--- Trecho selecionado ---
>>>>>

Expropriante – B….., SRU, …, S.A.
Expropriados – C…… e mulher D……, E…… e mulher F……, G….. e mulher H….., I…… e mulher J…… e K….. e mulher L…….
Interessados – M……, Ldª (arrendatária) e N….., S.A. (credor hipotecário).

Por deliberação do Conselho de Administração da Expropriante, de 31/08/2007, publicada no D.R. nº180, IIs., de 18/9/07, em execução dos Decretos Regulamentares nºs 54/85, de 12/8, 14/94 de 17/6, e 11/00 de 24/8 e D-L nº 104/2004 de 7 de Maio (artº 14º), foi declarada a urgência da expropriação, com posse administrativa imediata, de um prédio sito na freguesia da Sé, concelho do Porto, denominada parcela nº 18, relativa à reabilitação urbana da Unidade de Intervenção do Quarteirão das Cardosas, como prédio urbano, descrito na respectiva Conservatória do Registo Predial sob o nº 683º (Sé), inscrito na matriz sob o artº 2344, localizado na Praça de Almeida Garrett, nºs 20 e 21.
Na decisão arbitral, relativa ao citado edifício, os árbitros avaliaram-na, de acordo com o disposto no artº 28º C.Exp., levando em conta o valor do solo da parcela e do construído (benfeitorias) e atribuíram por unanimidade ao referido prédio expropriado o valor de € 411 000, valor do solo e construção, como atrás referido; à interessada arrendatária, que desenvolvia no prédio actividade de restauração, foi atribuída a indemnização de € 554 000, soma dos sub-cálculos referentes a lucros cessantes, pagamentos a pessoal inactivo, perdas temporárias de clientela, deterioração de equipamentos e indemnização pelo diferencial de renda.
Por decisão judicial de 7/8/08, foi adjudicada a parcela em questão à Expropriante.
Após recurso da decisão arbitral, promovida pela Expropriante e pelos Expropriados, foi produzida prova pericial, concluindo com a apresentação de um laudo unânime, subscrito portanto por todos os cinco peritos indicados pelo tribunal e pelas partes, que entendeu ser a parcela de valorizar no total indemnizatório de € 415 928, através de uma média ponderada de três valores, dois deles com base no “método do custo” e um terceiro com base no “método do rendimento”; a indemnização à arrendatária foi avaliada em € 419.028, correspondente a diferencial de rendas, encerramento temporário, perda de clientes e mudança e deterioração de equipamentos ou existências.
Promovidas alegações finais, foi proferida sentença, na Comarca do Porto, na qual se julgou parcialmente procedente o recurso interposto pelos Expropriados proprietários, assim condenando a Expropriante a pagar aos Expropriados proprietários a quantia de € 415 928,00 e à Interessada arrendatária a quantia de € 419 028, quantias actualizadas de acordo com a evolução do índice de preços ao consumidor, publicados pelo INE, com exclusão da habitação, até à data da sentença.

<<<<<

--- Instrução escrita 1 ---
Segundo o trecho selecionado, quais são os sub-cálculos somados na indemnização atribuída pelos árbitros à interessada arrendatária?
--- Instrução escrita 2 ---
No trecho selecionado, que valor atribuíram os árbitros, por unanimidade, ao prédio expropriado?
--- Instrução escrita 3 ---
Traduza para inglês, por favor, esta frase do trecho selecionado: "Por decisão judicial de 7/8/08, foi adjudicada a parcela em questão à Expropriante."

--- Dados extraídos ---

>>>>>

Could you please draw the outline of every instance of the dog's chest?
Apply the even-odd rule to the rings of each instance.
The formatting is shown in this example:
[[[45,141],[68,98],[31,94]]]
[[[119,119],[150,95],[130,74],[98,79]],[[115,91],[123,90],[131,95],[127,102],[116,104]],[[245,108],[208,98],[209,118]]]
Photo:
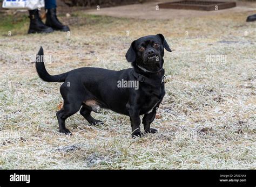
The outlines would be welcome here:
[[[164,89],[147,90],[140,100],[143,101],[142,111],[144,114],[151,112],[163,100],[165,94]]]

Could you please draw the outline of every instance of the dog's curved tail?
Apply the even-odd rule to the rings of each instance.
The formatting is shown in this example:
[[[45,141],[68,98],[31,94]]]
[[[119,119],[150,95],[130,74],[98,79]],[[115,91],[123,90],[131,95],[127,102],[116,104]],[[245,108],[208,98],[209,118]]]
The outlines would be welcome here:
[[[47,72],[44,62],[44,50],[41,47],[36,57],[36,68],[40,78],[46,82],[64,82],[68,76],[68,73],[51,75]]]

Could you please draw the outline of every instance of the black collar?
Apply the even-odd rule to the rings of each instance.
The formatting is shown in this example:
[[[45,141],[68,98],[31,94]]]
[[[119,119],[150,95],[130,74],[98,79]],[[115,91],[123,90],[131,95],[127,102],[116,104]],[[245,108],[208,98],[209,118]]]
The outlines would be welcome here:
[[[137,64],[137,66],[140,69],[143,70],[143,71],[144,71],[145,72],[149,72],[149,73],[158,73],[158,72],[159,72],[159,71],[161,71],[163,69],[163,68],[164,68],[164,67],[162,66],[162,67],[161,68],[161,69],[160,69],[159,70],[157,70],[157,71],[149,71],[147,69],[146,69],[145,68],[141,67],[141,66],[139,66],[139,65]]]
[[[139,82],[145,82],[149,84],[160,85],[160,84],[162,84],[163,83],[165,83],[166,82],[166,77],[165,77],[165,76],[164,76],[164,75],[163,75],[161,80],[159,81],[159,80],[156,80],[152,78],[147,78],[144,75],[142,75],[141,74],[138,74],[137,72],[135,72],[134,70],[133,70],[133,76],[135,77],[135,78],[136,78],[137,80],[139,81]]]

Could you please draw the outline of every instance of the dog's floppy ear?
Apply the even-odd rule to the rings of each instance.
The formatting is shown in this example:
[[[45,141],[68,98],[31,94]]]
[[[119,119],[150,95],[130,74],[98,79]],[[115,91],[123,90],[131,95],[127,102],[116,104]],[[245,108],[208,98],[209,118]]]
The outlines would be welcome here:
[[[135,43],[135,40],[133,41],[131,44],[129,49],[126,52],[125,57],[128,62],[133,62],[136,60],[136,53],[134,51],[134,45]]]
[[[168,43],[167,42],[166,40],[165,40],[165,39],[164,38],[164,35],[162,34],[157,34],[158,37],[160,37],[162,41],[163,45],[164,45],[164,47],[165,49],[166,49],[167,51],[169,51],[169,52],[171,52],[172,50],[170,48],[169,45],[168,45]]]

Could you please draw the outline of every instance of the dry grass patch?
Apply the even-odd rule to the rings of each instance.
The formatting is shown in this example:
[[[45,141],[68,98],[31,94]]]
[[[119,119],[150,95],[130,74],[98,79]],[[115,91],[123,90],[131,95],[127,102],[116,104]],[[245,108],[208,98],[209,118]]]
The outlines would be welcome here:
[[[75,13],[70,37],[0,37],[1,168],[255,169],[256,23],[244,22],[247,13],[162,21]],[[54,59],[46,64],[52,74],[120,70],[130,67],[124,56],[133,40],[158,33],[173,50],[166,53],[166,94],[152,124],[159,132],[132,139],[127,117],[103,110],[93,116],[104,125],[77,113],[66,120],[73,135],[58,133],[60,84],[38,77],[31,56],[39,46]],[[226,61],[206,62],[211,54]]]

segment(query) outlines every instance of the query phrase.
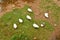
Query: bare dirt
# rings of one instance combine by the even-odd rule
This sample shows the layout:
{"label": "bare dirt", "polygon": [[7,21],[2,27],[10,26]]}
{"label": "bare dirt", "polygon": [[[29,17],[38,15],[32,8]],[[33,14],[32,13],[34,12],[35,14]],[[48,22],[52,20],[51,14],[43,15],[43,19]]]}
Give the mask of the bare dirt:
{"label": "bare dirt", "polygon": [[[57,0],[54,0],[54,1],[55,1],[55,3],[57,3],[57,5],[60,6],[59,0],[58,0],[59,2],[57,2]],[[33,1],[32,0],[18,0],[14,4],[5,5],[5,7],[4,7],[5,10],[3,12],[0,12],[0,16],[5,14],[5,12],[11,11],[15,7],[23,8],[25,4],[29,5],[32,8],[32,10],[34,11],[34,16],[35,16],[36,20],[38,20],[38,19],[47,20],[49,23],[51,23],[54,26],[54,24],[55,24],[54,19],[50,16],[51,10],[47,11],[49,13],[49,18],[45,18],[43,10],[41,10],[39,7],[40,0],[33,0]],[[59,26],[60,25],[54,27],[55,30],[53,31],[49,40],[57,40],[56,38],[59,38],[59,35],[60,35]]]}

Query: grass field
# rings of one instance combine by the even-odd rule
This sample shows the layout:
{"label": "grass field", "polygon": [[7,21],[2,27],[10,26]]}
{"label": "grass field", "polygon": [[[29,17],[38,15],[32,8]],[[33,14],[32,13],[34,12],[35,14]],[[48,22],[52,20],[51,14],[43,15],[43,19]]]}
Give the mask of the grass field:
{"label": "grass field", "polygon": [[[21,34],[23,34],[23,37],[24,35],[28,36],[27,38],[29,38],[29,40],[33,40],[34,37],[37,37],[38,40],[47,40],[47,38],[50,36],[50,33],[53,31],[52,25],[44,20],[35,21],[33,15],[34,13],[27,12],[27,8],[28,6],[25,6],[22,9],[16,8],[13,11],[7,12],[4,16],[2,16],[0,20],[0,40],[11,40],[14,35],[19,36]],[[26,19],[27,14],[32,17],[31,21]],[[22,18],[24,20],[24,23],[20,24],[18,22],[19,18]],[[33,28],[33,23],[40,25],[41,22],[46,22],[45,28]],[[18,25],[18,28],[16,30],[13,28],[14,23]],[[25,39],[21,38],[20,40]]]}
{"label": "grass field", "polygon": [[[49,3],[49,4],[48,4]],[[24,8],[15,8],[10,12],[7,12],[0,18],[0,40],[48,40],[51,33],[54,31],[54,26],[52,26],[46,20],[35,20],[34,12],[29,13],[27,11],[29,6],[25,5]],[[40,9],[43,12],[51,10],[51,16],[56,24],[60,23],[60,7],[58,7],[53,1],[41,0]],[[32,20],[27,20],[26,15],[30,15]],[[24,22],[20,24],[18,19],[22,18]],[[39,26],[42,22],[45,22],[45,27],[40,27],[35,29],[32,24],[37,23]],[[13,24],[18,25],[17,29],[13,28]]]}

<<<<<

--- Resultado correto 1 ---
Lucros cessantes; pagamentos a pessoal inactivo; perdas temporárias de clientela; deterioração de equipamentos; indemnização pelo diferencial de renda.

--- Resultado correto 2 ---
€ 411 000, correspondente ao valor do solo e da construção.

--- Resultado correto 3 ---
By court decision of 7/8/08, the parcel in question was awarded to the Expropriating Party.